• Extrait
Liverpool n’a plus le blues

Expérience inoubliable que cette victoire de Liverpool sur Chelsea dans le chaudron d’Anfield. Les Scousers n’ont pas été à pareille fête sur leur pelouse depuis plusieurs mois, offrant ainsi une soirée de gala à leurs supporters.

Liverpool a fait beaucoup parler de lui dans les médias cette semaine. Tout d’abord, le match de Tottenham contre l’Inter a ramené Benitez sur sol anglais, ce qui a évidemment provoqué une foule de questions-réponses sur son aventure chez les Reds. Si ses qualités de tacticiens sont louées, il est attaqué sur son recrutement, avec au passage, la publication de la liste des flops de ses transferts à Liverpool, Philipp Degen en tête. Ensuite, le nouveau propriétaire du club, John Henry, a promis une enveloppe de transfert pour janvier afin de renforcer cette équipe qui manque cruellement de profondeur de banc. Ses interviews sont épluchés par les médias locaux et sa première décision à la tête du club n’est pas dénuée de tout fondement : réorganiser et développer la structure dirigeante sportive du club, notamment la cellule des scouts et du recrutement. Sorti de la crise et éloigné de la zone de relégation après deux victoires en championnat, toutefois peu convaincantes face à Blackburn et Bolton, Liverpool a retrouvé un peu de sérénité et semble monter gentiment en puissance. Mais la qualité présentée lors des deux derniers matchs ne permet pas pour autant aux fans de recevoir Chelsea dans un océan de sérénité. Les Blues caracolent en tête de la Premier League, avec pour seule défaite leur revers sur le terrain de Manchester City. Chelsea est d’ailleurs la seule formation qui, pour l’instant, n’a pas perdu de points contre les présumées «petites» équipes. Elle possède également la meilleure défense et la meilleure attaque du championnat, et de loin, avec seulement 3 petits buts encaissés et 27 marqués en dix matchs.

• Matériel extrait
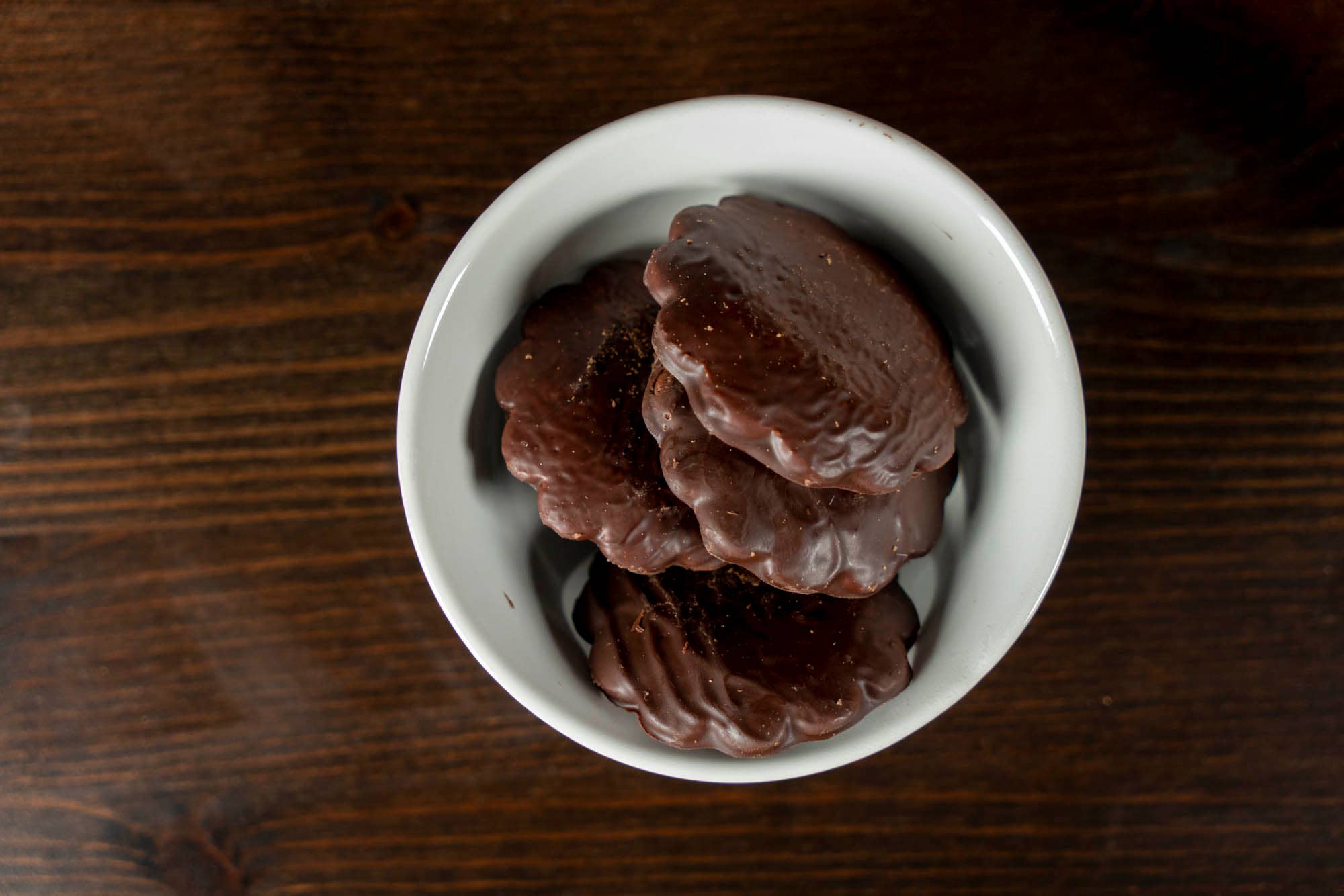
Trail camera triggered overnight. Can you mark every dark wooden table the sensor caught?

...

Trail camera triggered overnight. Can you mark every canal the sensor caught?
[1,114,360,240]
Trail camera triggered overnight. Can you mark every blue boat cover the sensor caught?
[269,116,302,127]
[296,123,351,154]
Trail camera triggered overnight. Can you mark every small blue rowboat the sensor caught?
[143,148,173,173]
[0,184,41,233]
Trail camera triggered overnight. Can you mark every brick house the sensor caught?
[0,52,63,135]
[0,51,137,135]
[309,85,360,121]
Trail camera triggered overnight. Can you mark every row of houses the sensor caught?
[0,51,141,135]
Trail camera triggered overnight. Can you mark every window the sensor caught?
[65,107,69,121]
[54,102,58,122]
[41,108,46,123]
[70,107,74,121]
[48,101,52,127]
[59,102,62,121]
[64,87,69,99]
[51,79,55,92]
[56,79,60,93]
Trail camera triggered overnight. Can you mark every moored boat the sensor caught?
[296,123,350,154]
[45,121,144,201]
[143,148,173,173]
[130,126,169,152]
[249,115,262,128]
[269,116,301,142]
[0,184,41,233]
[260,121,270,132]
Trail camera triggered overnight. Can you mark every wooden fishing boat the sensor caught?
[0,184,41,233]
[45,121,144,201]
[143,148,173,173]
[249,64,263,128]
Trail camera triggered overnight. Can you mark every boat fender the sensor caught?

• Parties de l'exercice
• A. Répondez aux questions suivantes d'après l'extrait sur Liverpool :
(i) Quel joueur figure en tête de la liste des flops des transferts de Benitez à Liverpool ?
(ii) Contre quelles équipes Liverpool a-t-il remporté ses deux victoires en championnat ?
(iii) Combien de buts Chelsea a-t-il encaissés en dix matchs ?
• B. Relevez tous les clubs de football désignés par leur nom dans l'extrait, en excluant les surnoms.

• Résultats
• A.
(i) Philipp Degen
(ii) Blackburn et Bolton
(iii) 3 buts

• B. Liverpool, Chelsea, Tottenham, l'Inter, Blackburn, Bolton, Manchester City